- _Written instruction_: Tally the lines in the entries below that contain the word "wooden", and reply with only that number.

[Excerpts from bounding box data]
========================================================================
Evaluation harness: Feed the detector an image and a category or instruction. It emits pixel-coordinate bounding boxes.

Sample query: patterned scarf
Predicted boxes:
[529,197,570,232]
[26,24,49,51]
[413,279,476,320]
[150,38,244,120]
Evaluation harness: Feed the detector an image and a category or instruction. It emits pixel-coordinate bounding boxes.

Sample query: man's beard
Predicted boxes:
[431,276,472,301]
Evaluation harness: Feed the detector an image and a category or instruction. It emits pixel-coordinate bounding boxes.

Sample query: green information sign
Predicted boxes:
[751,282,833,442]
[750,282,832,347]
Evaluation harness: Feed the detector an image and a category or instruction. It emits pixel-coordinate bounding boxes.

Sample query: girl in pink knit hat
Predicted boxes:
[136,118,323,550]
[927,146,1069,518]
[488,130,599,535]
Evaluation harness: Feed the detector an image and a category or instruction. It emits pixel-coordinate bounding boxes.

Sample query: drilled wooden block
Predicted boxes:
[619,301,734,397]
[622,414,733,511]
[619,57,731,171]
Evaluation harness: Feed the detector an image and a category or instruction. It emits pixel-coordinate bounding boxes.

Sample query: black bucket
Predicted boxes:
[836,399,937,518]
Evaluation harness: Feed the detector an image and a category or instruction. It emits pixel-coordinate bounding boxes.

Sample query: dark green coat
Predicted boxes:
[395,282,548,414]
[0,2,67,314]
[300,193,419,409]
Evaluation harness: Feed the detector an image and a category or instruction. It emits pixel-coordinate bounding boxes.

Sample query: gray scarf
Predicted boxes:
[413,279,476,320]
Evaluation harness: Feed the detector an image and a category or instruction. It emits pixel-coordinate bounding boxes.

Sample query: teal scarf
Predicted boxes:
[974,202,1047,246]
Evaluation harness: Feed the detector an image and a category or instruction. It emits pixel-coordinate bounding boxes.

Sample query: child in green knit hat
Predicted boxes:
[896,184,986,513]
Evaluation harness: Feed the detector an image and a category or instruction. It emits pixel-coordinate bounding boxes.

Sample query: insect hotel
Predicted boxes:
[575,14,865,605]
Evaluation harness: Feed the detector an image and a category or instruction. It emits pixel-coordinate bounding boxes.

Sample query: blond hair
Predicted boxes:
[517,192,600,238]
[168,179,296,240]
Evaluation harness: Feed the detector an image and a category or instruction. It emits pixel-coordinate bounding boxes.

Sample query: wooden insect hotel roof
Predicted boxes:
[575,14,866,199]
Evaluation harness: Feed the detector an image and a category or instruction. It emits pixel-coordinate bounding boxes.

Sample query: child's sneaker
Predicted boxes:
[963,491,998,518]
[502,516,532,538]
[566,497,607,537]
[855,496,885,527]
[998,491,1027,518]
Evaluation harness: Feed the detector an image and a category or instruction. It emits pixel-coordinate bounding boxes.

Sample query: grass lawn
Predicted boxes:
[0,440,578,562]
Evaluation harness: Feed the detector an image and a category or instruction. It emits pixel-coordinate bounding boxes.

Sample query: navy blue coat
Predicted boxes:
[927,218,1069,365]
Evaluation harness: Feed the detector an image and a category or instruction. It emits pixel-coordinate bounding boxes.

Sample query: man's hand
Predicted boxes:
========================================================================
- _Task solution_: 2